— begin THE INPUT —

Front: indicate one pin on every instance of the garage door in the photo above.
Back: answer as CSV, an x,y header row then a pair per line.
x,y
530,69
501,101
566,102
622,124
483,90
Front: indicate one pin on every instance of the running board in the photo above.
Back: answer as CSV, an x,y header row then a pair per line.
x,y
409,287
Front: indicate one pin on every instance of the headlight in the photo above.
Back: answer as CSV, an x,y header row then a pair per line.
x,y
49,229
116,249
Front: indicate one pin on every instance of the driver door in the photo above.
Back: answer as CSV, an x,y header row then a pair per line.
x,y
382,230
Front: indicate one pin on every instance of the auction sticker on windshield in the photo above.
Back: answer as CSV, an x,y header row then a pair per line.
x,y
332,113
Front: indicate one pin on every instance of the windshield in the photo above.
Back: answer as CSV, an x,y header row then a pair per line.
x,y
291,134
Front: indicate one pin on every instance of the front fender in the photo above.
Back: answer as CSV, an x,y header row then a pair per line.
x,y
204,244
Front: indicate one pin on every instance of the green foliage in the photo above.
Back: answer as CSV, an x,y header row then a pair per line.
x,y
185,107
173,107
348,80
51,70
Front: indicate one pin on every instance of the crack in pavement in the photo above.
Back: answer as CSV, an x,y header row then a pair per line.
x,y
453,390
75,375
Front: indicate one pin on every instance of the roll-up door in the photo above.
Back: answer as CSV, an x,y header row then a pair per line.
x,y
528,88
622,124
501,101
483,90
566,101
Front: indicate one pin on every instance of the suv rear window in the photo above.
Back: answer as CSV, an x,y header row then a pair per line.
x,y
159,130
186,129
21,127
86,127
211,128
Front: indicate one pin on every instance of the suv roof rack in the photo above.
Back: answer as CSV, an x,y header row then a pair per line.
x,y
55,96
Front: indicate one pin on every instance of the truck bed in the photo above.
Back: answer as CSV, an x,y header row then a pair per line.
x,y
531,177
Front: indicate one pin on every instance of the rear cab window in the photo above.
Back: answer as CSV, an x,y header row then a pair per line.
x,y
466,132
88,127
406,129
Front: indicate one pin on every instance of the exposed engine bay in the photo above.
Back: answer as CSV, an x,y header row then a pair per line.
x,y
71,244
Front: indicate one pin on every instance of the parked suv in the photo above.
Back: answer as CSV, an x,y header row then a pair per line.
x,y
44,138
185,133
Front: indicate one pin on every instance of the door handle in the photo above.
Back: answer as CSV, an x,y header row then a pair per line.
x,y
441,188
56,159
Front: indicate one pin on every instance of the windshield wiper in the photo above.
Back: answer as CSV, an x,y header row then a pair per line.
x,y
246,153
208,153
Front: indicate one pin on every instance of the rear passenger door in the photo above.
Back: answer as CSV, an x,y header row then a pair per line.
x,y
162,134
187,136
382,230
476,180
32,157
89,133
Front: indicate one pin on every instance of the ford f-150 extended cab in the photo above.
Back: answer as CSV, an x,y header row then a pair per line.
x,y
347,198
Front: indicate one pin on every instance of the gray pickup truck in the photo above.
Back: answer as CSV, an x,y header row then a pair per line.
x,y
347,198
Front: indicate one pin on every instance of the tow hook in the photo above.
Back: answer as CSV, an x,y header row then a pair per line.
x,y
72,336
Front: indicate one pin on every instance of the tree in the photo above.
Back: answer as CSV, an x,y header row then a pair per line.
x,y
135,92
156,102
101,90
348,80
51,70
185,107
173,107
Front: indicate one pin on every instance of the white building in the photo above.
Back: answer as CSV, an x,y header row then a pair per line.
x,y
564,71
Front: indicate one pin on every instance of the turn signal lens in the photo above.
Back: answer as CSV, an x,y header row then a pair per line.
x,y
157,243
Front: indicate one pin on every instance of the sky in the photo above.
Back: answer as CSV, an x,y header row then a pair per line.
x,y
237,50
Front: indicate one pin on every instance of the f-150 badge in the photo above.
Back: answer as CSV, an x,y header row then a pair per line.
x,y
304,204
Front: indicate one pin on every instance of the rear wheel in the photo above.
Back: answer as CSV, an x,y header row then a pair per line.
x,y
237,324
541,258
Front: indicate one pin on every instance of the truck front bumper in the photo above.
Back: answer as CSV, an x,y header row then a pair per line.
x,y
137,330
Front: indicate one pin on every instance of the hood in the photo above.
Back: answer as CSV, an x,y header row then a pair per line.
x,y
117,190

— end THE INPUT —

- _SHORT EXERCISE_:
Write out the whole listing exactly.

- _THE COMPLETED TASK_:
Front: indicate one pin on every instance of the garage door in the photo above.
Back: answer as CSV, an x,y header row then a pair per line.
x,y
530,69
501,101
566,102
622,124
483,90
Front: indicate one pin on every instance of the running board in the photo above.
Back: answer as CSV, an x,y header row then a pair per line.
x,y
409,287
Front: indicate one pin on every instance of the headlight in the photo above.
Back: answer as CSV, an x,y header row then a pair per line.
x,y
49,229
116,249
Front: indicate one pin on every instance of the driver door in the photo above.
Back: answer as CSV, an x,y header row then a pair per line.
x,y
382,230
Front: indicate one pin on every instance of the auction sticker on windshield in the photo above.
Back: answer as CSV, an x,y header row then a pair per line.
x,y
332,113
Front: indicate one pin on every instance of the windshield in the photo above.
Back: answer as CSV, an x,y header row then a pair per line.
x,y
291,134
Front: indicate one pin on every instance of the front fender in the photo above.
Back: answer as CSV, an x,y header row then a pair per line.
x,y
204,244
Front: indicate one pin on every instance of the green foliage in the photo above.
Back: answer as CSV, an x,y header row then a pair per line.
x,y
185,107
173,107
348,80
51,70
Front: indicate one pin on every instance of the crack in pavement in the photo above.
Back: answer as CSV, an x,y header row then a pair per line.
x,y
453,390
75,375
Front: indicate one pin on every instance of the roll-up door in the photo above.
Back: answer as CSV, an x,y header row then a pair per line.
x,y
528,88
622,124
501,101
483,90
566,101
Front: indicate one pin on every instance of the suv rear window in the photo above.
Back: answer as CSV, an x,y header row then a pair per line.
x,y
159,130
186,129
21,127
86,127
211,128
Front: indicate one pin on every instance of the suv roof rack in the photo above.
Back: answer as CSV, an x,y header row then a pair per line.
x,y
55,96
Front: indicate one pin on every instance of the truck bed in the photo above.
Back: answer as CSV, an x,y header row then a pair per line.
x,y
531,177
Front: indicate one pin on every instance of the rear cab window in the photo above.
Back: answer as CSV, an x,y header row then a pair per line.
x,y
466,132
88,127
406,129
Front: indicate one pin on every instance of the exposed engine bay in the photo above.
Back: answer as CSV, an x,y header row then a pair per line.
x,y
71,244
Front: indicate one pin on every instance of the parked suv in the photo above.
Back: answer as CSV, an x,y header row then a pair per line.
x,y
44,138
185,133
Front: indicate one pin on every instance of the door handle in the photo above.
Back: answer as CSV, an x,y header row then a pair per line.
x,y
441,188
56,159
Front: indicate one pin on every instance of the windshield wiper in the photo above.
Back: answer as CSV, an x,y header row then a pair per line.
x,y
246,153
208,153
Front: indicate one pin on every instance of the rear passenger door in the photo above.
Back: answer as CSV, an x,y header row then a pair per line.
x,y
162,134
187,136
382,230
476,180
32,157
89,133
Front: indicate one pin on every instance of the ford f-150 extended cab in the photo above.
Back: answer as CSV, an x,y header row then a pair per line.
x,y
347,198
Front: indicate one pin on every instance of the gray pickup truck in the photo above.
Back: answer as CSV, an x,y header row then a pair per line.
x,y
347,198
Front: indicate one pin on every instance of the tow hook in the photo above.
Back: answer as CSV, an x,y header row then a pair per line.
x,y
72,336
Front: indicate one pin on every instance of the tree in the photo above.
Back: answer as CSV, an x,y header row then a pair per line.
x,y
135,92
156,102
101,90
348,80
51,70
185,107
173,107
Front: indicate one pin on every instance of the white building in the photo above.
Back: answer as CSV, an x,y header row then a pair per line.
x,y
564,71
Front: indicate one pin on every instance of the turn signal lens in the photo above.
Back: answer as CSV, an x,y header row then a pair per line.
x,y
157,243
Front: indicate one pin on every instance of the sky in the photo above.
Back: answer as CSV, an x,y header row then a pair per line.
x,y
237,50
Front: indicate one pin on every instance of the f-150 badge in the photo above.
Back: answer as CSV, an x,y header row then a pair per line.
x,y
304,204
Front: indicate one pin on every instance of the rear wheel in the photo above.
Back: answer as CSV, an x,y header row then a pair per line.
x,y
237,324
541,258
Front: indicate one pin on every instance of the truck front bumper in the photo above.
Back: answer as CSV, an x,y header row then a pair per line.
x,y
137,330
Front: indicate one pin on every instance of the hood in the photo above.
Back: answer as CSV, an x,y header row then a pair per line.
x,y
117,190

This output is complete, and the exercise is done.